EXERCISE OBJECTIVE: Rewrite every line in the records from the line containing "Question. Spot each instance of the white baseboard" through the end of the records, requests included, and rescale only the point coordinates in the answers by multiplying each by 2.4 and rounding to whole numbers, with halves rounded up. Leave the requests and their format samples unchanged.

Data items
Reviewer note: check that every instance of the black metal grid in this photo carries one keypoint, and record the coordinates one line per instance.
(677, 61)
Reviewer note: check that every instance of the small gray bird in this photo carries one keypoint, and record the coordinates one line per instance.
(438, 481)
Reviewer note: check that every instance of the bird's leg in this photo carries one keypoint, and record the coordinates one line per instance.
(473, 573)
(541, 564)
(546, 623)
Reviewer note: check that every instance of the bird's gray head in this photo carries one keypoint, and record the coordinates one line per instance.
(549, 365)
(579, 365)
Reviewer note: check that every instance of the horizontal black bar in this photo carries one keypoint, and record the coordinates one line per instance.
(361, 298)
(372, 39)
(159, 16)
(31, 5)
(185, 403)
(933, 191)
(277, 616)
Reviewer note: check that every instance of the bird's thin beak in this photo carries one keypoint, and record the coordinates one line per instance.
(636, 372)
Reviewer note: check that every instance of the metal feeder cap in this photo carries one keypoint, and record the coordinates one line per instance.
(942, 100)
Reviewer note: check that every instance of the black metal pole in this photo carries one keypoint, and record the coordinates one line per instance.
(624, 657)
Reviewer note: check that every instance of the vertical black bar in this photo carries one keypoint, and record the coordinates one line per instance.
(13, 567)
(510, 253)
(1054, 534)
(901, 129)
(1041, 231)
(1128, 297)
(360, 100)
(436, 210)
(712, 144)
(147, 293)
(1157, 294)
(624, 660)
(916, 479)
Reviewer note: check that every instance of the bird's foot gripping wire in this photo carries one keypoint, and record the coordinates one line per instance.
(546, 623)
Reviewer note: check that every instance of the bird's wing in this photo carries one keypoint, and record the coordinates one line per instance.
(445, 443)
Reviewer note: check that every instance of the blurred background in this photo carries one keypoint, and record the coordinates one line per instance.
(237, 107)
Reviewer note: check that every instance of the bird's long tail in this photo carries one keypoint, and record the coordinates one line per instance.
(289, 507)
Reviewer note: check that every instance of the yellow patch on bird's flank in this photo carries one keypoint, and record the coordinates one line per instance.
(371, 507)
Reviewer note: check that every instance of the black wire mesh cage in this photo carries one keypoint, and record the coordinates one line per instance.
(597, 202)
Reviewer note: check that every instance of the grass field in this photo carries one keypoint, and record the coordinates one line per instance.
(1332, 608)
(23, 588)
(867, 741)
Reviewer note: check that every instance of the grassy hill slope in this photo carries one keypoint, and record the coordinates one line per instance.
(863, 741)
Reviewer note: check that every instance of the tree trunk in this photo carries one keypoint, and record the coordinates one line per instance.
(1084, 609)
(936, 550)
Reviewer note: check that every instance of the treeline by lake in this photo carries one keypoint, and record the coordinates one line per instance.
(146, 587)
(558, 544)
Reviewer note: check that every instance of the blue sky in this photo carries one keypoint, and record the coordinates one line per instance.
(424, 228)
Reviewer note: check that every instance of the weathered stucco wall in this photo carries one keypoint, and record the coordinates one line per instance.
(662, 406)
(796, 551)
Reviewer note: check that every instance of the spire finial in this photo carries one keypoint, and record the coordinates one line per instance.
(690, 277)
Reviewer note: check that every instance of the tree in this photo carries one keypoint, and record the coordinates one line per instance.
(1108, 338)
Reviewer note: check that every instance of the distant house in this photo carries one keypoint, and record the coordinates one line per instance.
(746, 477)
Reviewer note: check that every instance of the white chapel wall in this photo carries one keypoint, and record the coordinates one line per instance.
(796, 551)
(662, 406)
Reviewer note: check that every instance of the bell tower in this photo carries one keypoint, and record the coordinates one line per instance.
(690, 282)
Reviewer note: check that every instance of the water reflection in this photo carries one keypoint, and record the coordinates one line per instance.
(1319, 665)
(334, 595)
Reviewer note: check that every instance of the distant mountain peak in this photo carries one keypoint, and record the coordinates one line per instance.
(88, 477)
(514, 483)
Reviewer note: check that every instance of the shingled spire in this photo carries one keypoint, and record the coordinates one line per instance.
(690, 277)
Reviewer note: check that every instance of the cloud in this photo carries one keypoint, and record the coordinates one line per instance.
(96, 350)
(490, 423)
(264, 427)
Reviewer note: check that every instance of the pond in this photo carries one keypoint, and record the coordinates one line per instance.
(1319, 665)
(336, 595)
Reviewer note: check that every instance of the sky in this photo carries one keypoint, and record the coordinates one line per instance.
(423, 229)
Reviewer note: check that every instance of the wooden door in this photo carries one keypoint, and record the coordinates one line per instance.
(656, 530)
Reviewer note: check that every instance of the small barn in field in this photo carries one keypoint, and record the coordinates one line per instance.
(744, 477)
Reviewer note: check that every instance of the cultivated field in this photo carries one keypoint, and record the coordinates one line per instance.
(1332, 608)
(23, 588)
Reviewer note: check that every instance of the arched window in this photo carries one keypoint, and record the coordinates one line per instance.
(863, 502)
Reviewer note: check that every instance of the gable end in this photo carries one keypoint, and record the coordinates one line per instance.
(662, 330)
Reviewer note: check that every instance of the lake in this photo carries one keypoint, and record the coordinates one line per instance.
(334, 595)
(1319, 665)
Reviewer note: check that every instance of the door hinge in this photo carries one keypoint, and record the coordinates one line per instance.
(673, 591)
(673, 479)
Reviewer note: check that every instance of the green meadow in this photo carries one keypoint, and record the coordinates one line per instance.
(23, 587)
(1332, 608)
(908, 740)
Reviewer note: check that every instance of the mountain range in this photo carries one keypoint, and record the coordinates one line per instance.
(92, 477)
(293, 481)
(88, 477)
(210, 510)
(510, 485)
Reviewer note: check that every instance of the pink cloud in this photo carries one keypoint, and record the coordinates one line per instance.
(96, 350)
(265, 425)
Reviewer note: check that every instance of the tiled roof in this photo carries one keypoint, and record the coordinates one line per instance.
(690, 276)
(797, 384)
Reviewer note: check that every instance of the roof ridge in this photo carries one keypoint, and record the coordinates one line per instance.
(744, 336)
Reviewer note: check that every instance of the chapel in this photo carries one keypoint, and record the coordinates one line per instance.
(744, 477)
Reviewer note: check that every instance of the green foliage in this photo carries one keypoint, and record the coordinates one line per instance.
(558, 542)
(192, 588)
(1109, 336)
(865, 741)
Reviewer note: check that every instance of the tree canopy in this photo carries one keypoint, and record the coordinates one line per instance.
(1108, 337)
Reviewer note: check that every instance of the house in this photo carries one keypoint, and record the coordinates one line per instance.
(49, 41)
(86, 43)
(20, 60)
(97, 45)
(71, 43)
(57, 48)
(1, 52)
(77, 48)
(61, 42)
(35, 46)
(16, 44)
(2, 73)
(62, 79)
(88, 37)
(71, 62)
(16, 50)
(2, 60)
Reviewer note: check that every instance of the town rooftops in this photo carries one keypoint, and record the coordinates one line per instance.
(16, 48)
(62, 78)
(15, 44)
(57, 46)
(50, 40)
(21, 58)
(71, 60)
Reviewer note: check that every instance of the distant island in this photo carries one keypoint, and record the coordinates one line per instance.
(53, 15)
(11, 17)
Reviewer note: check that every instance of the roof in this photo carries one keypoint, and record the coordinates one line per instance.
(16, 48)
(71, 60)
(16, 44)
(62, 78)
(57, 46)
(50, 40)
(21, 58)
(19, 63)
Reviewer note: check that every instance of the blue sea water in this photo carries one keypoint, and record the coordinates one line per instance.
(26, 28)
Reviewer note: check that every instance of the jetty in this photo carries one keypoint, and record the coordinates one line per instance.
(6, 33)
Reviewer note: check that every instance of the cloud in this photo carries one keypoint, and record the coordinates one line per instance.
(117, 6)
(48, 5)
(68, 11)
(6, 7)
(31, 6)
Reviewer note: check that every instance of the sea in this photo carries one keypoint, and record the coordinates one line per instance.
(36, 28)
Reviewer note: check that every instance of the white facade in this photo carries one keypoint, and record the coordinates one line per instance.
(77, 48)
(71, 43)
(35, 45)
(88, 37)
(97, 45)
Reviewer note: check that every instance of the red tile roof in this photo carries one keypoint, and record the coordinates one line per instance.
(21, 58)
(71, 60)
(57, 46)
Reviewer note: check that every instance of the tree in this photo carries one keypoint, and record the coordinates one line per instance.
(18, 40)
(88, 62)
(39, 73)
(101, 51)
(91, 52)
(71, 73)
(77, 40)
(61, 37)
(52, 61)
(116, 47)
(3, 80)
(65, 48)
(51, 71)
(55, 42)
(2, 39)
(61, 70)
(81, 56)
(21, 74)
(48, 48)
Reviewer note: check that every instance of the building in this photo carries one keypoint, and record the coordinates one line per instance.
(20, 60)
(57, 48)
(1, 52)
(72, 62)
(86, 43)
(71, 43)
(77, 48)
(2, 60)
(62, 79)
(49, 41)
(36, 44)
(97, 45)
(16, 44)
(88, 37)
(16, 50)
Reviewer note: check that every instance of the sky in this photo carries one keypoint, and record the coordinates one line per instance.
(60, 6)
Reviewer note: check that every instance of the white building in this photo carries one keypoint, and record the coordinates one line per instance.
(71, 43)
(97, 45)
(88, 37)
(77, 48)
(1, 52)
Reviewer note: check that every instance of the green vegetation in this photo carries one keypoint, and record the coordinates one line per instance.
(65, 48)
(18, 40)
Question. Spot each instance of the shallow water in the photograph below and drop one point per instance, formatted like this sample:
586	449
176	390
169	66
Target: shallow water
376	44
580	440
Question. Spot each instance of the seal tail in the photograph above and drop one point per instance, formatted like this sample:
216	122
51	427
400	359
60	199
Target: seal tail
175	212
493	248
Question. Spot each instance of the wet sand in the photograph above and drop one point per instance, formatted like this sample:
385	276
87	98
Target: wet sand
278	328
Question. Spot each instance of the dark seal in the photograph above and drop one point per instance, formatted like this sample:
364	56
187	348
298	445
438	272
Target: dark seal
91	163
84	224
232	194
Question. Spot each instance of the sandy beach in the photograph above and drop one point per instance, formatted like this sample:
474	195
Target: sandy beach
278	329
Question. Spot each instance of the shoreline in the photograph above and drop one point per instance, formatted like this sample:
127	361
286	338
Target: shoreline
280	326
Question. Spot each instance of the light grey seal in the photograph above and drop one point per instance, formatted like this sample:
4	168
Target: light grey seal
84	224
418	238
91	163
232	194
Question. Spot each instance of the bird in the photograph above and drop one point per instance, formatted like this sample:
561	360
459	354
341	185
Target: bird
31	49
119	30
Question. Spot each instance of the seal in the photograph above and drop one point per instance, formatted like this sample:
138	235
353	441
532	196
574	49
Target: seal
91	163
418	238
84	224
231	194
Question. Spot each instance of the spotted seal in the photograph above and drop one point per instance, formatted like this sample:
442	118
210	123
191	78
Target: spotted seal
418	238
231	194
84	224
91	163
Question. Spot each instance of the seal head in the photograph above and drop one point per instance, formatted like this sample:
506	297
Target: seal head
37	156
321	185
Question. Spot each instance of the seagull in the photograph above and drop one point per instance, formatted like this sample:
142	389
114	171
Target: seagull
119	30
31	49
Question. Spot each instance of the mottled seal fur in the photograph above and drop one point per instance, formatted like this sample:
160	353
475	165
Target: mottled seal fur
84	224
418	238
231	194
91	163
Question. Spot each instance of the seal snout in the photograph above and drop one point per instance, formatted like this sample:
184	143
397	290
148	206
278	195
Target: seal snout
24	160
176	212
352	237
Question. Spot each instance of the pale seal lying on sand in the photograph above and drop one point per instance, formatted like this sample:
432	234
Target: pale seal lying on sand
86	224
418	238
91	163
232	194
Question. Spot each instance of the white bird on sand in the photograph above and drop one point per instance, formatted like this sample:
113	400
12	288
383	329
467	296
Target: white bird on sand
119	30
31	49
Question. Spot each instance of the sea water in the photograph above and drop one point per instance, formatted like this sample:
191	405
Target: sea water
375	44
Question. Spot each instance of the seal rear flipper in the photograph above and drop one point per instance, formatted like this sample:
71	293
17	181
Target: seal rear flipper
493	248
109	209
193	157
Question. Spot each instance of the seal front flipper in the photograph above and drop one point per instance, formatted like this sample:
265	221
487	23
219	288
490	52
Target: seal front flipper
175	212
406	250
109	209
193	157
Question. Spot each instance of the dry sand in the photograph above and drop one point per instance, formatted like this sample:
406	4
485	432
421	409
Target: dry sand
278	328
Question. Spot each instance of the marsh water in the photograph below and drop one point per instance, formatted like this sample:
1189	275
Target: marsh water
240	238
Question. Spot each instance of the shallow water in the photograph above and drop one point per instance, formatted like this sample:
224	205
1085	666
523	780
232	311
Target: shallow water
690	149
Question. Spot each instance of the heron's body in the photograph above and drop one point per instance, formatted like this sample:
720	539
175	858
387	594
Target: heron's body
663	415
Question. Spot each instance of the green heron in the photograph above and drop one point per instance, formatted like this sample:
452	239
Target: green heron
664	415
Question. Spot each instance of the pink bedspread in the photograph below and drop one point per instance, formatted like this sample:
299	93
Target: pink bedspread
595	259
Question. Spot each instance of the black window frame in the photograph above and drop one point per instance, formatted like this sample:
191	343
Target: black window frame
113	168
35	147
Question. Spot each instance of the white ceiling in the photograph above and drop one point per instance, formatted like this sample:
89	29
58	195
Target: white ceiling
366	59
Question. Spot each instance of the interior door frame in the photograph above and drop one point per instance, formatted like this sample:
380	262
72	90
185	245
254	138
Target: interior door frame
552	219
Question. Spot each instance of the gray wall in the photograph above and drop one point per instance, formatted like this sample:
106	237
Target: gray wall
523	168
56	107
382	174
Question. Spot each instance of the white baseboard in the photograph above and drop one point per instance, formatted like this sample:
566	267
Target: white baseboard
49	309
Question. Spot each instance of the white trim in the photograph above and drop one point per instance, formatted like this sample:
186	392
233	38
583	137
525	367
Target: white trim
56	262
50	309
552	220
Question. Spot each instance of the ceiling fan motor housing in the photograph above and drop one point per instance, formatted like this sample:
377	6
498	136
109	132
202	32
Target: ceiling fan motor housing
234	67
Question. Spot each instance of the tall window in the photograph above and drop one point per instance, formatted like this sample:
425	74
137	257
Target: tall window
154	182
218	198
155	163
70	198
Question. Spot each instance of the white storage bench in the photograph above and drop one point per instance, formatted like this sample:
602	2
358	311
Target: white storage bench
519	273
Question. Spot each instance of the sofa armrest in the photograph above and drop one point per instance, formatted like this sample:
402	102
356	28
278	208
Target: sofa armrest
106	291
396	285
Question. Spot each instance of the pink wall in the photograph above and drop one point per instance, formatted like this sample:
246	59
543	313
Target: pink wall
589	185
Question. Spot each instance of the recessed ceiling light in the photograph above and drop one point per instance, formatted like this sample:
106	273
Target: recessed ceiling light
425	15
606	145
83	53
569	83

ANSWER TO THE PROBLEM:
Question. Spot each instance of the white baseboard in the photograph above and drop one point per instance, formatted like this sample:
566	267
Target: white baseboard
118	742
Question. Spot each instance of the white trim in the photograph above and drop one point per instance, formatted like this sample:
186	392
233	38
583	137
525	367
Target: white trim
134	629
120	742
1325	528
Question. Spot each instance of the ceiling fan motor housing in the photograph above and drop one point per instance, formatted like this sample:
377	6
498	136
109	132
202	32
Target: ceiling fan motor housing
562	161
Question. Spot each instance of the tall window in the photograph above and drop one point per instance, formatted like this sample:
425	74
137	257
Target: tall window
370	437
523	475
372	391
168	475
Question. Spot each instance of the white storage bench in the photograph above and drop one point per instance, formatted like this sample:
602	2
358	311
Target: white storage bench
1246	655
Question. Spot each instance of the sofa armrest in the photograph above and drop one point per instance, formatted like this sample:
402	102
356	28
278	208
Target: sofa armrest
254	698
950	684
Question. Spot each instance of the pink wall in the photograph above and drop one point per instance, formatted like this sample:
246	59
543	313
Target: pink wall
1414	444
Question. Spot each instance of the recessed ceiling light in the photograph above and drop one point per instance, formatted like this sample:
106	273
Target: recessed ceiling light
1020	36
1454	348
199	127
1366	199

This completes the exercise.